%%
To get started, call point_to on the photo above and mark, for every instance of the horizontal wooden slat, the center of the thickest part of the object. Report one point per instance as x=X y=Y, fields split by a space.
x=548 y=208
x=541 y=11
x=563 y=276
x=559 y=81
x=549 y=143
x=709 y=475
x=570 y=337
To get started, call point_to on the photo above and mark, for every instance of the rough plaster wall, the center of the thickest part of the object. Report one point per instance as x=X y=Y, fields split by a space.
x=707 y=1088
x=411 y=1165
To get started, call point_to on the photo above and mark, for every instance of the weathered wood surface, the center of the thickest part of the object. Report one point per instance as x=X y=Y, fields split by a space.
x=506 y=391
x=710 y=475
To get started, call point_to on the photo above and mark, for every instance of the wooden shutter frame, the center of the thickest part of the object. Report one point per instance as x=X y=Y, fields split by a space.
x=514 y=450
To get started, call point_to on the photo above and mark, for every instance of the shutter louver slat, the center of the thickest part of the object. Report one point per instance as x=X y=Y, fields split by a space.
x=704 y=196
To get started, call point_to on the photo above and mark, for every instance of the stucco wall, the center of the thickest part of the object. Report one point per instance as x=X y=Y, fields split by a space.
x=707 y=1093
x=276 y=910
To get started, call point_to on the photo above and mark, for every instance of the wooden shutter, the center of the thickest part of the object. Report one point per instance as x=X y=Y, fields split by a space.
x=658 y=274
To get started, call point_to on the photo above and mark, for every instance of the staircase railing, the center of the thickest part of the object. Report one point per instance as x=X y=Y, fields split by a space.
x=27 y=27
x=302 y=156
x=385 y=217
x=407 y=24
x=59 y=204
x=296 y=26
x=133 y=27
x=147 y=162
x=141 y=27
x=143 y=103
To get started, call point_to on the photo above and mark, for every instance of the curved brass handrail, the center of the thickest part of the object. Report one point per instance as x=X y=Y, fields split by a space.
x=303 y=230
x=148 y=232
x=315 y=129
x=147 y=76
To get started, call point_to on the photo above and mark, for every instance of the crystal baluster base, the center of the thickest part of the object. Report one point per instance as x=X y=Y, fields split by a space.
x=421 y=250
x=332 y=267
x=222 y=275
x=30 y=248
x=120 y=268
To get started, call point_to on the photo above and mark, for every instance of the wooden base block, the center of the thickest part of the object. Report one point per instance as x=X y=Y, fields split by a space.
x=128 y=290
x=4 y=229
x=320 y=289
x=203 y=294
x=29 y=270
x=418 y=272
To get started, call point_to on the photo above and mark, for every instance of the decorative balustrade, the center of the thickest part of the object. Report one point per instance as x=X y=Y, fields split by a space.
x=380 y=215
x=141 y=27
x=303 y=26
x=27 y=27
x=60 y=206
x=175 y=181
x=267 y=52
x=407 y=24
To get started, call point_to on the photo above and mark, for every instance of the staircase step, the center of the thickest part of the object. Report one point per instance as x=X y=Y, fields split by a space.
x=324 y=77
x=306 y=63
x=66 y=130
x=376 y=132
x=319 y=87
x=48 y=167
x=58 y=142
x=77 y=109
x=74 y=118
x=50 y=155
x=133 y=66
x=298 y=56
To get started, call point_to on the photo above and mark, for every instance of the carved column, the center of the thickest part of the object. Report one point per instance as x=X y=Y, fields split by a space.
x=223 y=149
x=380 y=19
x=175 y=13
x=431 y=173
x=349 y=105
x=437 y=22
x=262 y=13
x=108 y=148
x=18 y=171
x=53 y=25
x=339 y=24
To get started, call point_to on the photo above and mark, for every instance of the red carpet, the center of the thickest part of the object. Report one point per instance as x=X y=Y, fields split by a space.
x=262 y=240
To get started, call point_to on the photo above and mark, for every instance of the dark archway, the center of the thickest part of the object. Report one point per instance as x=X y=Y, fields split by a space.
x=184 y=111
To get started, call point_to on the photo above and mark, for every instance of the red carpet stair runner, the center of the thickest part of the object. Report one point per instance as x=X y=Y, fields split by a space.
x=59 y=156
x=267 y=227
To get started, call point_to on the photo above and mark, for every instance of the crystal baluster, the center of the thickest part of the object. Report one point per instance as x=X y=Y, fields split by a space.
%%
WHAT YOU WILL DO
Reproduce the listing from its beginning through the line containing "x=570 y=337", substituting "vertical wooden slat" for "horizontal wooden slat" and keeping everything else the same.

FINISHED ANSWER
To get started, call point_to on the photo above and mark, for every instance of the vertical wooden slat, the center of the thickest part of the object. Report one point per instance as x=X y=Y, fields split by a space.
x=548 y=208
x=541 y=11
x=563 y=276
x=559 y=81
x=549 y=143
x=709 y=475
x=570 y=337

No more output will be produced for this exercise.